Stored records:
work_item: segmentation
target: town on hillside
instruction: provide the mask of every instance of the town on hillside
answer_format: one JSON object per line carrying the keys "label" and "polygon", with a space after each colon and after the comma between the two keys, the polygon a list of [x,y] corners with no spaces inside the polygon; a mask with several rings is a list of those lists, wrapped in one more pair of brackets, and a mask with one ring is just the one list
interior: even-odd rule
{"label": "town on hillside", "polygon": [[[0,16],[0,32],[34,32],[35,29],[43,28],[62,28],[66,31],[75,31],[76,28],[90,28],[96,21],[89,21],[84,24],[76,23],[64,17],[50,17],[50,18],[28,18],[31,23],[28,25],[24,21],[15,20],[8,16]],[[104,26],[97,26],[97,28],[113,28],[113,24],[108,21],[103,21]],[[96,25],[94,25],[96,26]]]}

---

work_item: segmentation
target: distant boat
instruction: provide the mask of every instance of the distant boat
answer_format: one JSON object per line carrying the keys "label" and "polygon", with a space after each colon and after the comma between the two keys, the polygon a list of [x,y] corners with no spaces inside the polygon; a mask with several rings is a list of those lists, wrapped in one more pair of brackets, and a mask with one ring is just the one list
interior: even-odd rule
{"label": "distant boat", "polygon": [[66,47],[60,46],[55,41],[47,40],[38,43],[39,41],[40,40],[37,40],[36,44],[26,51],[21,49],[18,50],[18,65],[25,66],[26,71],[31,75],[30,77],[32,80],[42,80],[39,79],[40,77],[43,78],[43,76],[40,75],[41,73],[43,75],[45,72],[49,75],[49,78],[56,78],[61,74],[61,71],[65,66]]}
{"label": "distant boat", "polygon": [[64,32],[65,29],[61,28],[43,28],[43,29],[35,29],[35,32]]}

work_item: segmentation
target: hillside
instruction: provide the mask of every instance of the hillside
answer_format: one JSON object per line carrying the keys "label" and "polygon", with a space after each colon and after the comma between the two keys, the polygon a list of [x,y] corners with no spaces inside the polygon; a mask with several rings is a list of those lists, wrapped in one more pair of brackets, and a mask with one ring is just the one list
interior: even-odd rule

--

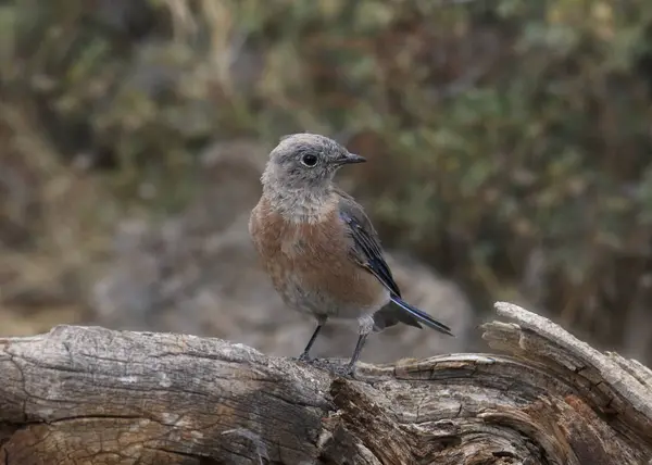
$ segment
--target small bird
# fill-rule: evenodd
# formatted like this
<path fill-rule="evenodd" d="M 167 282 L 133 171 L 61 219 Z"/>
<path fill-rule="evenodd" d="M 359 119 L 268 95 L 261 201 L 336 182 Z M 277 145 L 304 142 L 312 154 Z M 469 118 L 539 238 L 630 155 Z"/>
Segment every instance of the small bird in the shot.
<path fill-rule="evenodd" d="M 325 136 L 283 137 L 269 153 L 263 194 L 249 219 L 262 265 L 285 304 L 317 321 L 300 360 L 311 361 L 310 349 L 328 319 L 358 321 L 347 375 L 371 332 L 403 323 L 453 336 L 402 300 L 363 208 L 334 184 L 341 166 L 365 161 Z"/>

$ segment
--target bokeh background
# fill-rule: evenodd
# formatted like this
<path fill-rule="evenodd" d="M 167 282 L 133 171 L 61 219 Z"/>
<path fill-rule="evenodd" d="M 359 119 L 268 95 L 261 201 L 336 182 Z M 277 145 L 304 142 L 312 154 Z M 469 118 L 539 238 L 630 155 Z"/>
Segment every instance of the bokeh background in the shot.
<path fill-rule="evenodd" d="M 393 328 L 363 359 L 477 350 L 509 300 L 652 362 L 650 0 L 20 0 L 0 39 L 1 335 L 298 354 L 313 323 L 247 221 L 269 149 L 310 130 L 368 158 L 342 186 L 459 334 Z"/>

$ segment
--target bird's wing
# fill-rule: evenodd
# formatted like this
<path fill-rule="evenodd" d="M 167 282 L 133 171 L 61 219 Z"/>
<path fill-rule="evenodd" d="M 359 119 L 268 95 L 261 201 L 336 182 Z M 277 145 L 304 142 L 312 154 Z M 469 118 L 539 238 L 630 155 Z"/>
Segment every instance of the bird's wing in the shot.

Task details:
Show every line of the listing above that contains the word "background", copying each one in full.

Response:
--target bokeh background
Segment every instance of the bokeh background in the shot.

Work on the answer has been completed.